>> begin Data lines

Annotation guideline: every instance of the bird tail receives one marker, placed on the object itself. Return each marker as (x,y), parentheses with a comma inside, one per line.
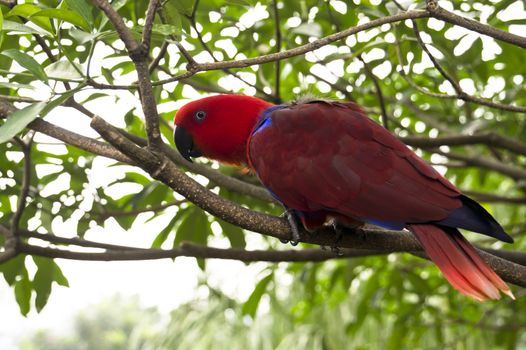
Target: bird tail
(459,262)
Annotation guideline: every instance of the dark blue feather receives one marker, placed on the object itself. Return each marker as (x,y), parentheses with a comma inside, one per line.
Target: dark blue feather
(473,217)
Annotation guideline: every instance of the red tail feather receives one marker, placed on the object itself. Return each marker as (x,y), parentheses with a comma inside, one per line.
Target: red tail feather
(460,263)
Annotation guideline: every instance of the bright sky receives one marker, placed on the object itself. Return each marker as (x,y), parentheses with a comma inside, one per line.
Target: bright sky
(164,283)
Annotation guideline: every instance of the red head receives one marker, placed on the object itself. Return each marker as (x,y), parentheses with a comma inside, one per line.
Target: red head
(217,127)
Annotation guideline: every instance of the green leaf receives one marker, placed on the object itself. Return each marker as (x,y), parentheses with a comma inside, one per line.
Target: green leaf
(309,29)
(23,293)
(172,17)
(57,102)
(43,280)
(64,15)
(194,227)
(18,120)
(251,305)
(27,62)
(63,69)
(12,268)
(1,20)
(16,86)
(83,8)
(58,276)
(26,11)
(10,26)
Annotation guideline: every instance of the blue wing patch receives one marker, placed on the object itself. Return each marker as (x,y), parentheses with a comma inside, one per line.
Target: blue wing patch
(266,118)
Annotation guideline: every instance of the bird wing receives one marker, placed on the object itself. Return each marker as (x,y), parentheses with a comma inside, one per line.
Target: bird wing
(330,156)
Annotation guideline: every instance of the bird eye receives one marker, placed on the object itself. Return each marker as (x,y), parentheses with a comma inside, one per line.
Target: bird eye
(200,115)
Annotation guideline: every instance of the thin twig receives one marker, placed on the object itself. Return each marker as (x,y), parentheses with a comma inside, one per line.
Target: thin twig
(155,63)
(277,64)
(124,32)
(379,94)
(148,24)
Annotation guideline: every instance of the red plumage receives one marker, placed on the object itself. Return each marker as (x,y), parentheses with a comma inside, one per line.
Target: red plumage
(328,160)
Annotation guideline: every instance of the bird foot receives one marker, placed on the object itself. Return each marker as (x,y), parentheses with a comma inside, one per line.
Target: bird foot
(339,236)
(293,223)
(360,232)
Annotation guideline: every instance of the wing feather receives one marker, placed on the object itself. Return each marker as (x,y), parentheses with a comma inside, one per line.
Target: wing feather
(331,156)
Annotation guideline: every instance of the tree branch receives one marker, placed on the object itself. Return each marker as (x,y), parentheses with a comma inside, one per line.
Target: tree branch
(488,139)
(24,189)
(148,24)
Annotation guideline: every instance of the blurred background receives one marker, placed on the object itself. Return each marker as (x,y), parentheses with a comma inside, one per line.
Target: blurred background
(431,80)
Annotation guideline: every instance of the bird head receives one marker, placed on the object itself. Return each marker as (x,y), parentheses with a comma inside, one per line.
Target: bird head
(217,127)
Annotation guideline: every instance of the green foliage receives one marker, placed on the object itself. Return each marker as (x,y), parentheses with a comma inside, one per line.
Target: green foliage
(115,324)
(378,302)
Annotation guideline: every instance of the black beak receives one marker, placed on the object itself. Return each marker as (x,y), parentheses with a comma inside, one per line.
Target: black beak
(185,144)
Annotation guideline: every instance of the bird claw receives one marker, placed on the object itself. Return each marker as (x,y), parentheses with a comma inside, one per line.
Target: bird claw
(339,236)
(360,233)
(296,236)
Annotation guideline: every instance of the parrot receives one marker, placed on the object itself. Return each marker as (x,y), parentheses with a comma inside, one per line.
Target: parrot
(327,161)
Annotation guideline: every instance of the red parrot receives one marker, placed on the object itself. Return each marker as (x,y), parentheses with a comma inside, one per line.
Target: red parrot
(328,161)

>> end Data lines

→ **The exercise**
Write out the entire listing above word for word, leaving out the pictures.

→ **The output**
Annotation guideline: every instance of the bird tail receives one marker, placed on the object itself. Return each marker as (x,y), parentheses with a comma inside, one per line.
Target: bird tail
(459,262)
Annotation guideline: every instance of the dark blue feather receives one marker, placed on the object itself. Return each marker as (x,y), parentheses with a comma inside, one per line.
Target: dark blue feather
(473,217)
Annotation guideline: every instance of the red tail feather receives one marker, placed on the object itself. Return each marker as (x,y), parentheses with a comma inside, one per line.
Target: red tail feather
(460,263)
Annotation guideline: every instance of the bright sky receives one marker, placed on the object itself. Return each marker as (x,y), parentheses with a comma inside, one per line.
Target: bright sky
(164,283)
Annotation guideline: every instance of the red head receives one marker, placed on the object itself. Return each marker as (x,y), parentheses with a comma inside, one per line.
Target: red head
(217,127)
Annotation guideline: every instance of the green leaf receives one marker, placed on the object itself. Return each marker as (x,y), parentheses with a comma inside, one per line.
Target: green leaf
(309,29)
(23,293)
(172,17)
(57,102)
(43,280)
(64,15)
(194,227)
(18,120)
(251,305)
(27,62)
(63,69)
(12,268)
(1,20)
(16,86)
(83,8)
(58,276)
(26,11)
(10,26)
Annotation guideline: every instance of the blue wing patch receives one marker, placed on the object itself. Return each marker as (x,y), parentheses with a comma inside, one per line.
Target: blue wing patch
(266,118)
Annotation guideline: every instance of the bird wing receives one marker, placed on the object itself. Return each marker as (x,y), parentheses with a comma inside, one per line.
Target: bird wing
(330,156)
Annotation guideline: every instance of the bird eye receives one marker, placed on the object itself. Return each marker as (x,y), parentheses with a comma inside, one per line.
Target: bird eye
(200,115)
Annotation guideline: every instance of the thin twig receives one marker, placed on the object itself. Return each marker as (x,y), parentheses with a comma inside, one per line.
Target: thin twig
(155,63)
(277,64)
(124,32)
(379,94)
(148,24)
Annotation guideline: every instance of the red plumage receives one marker, placed on the object itself. Return each marker as (x,y), parentheses with a comma inside, one per line.
Target: red plumage
(328,160)
Annotation guideline: every instance of the bird foot receives one marker, placed on the object itself. Return each marker as (x,y), parentheses with a comma inside, one per line.
Target: bird foot
(339,236)
(293,223)
(360,232)
Annotation guideline: every instance of the wing feather receives one marker, placed on the object itself. Return each marker as (x,y), parentheses with a comma inside, one per line.
Target: wing feather
(331,156)
Annotation guideline: every instance of the tree branch receives one marker, placed on the object itself. Return each marker as (x,y), parentheses with a comma inside, one per line.
Target: tree branch
(488,139)
(24,189)
(148,24)
Annotation guideline: every instance of the blurred background receives one marker, placed on the object itself. Return each marker as (x,y), parentheses with a comma inside, one per line.
Target: blurred background
(431,80)
Annotation guideline: every instance of the bird head receives one marker, placed on the object itself. Return each marker as (x,y), parentheses with a comma inside, one per line.
Target: bird head
(217,127)
Annotation guideline: every instance of the green foliage receives one marker, placed on the object itself. Return each marker as (x,y), parentheses with a comma inside, one per line.
Target: green foliage
(115,324)
(378,302)
Annotation guideline: every instance of the black beak receives one marker, placed on the object itself. Return each marker as (x,y), parentheses with a comma inside, one per line.
Target: black beak
(185,144)
Annotation guideline: every instance of the bird claw receives one marker, placed on the object itself. Return each marker as (x,y), parentheses with a comma inside, one per line.
Target: bird claw
(339,236)
(360,233)
(296,236)
Annotation guideline: every instance of the parrot receives one marker, placed on the object itself. Return each marker as (x,y), parentheses with a comma inside, one per line.
Target: parrot
(327,161)
Annotation guideline: every instance of the red parrot receives one marker, placed on the object itself. Return each marker as (x,y), parentheses with a comma inside, one per line.
Target: red parrot
(328,161)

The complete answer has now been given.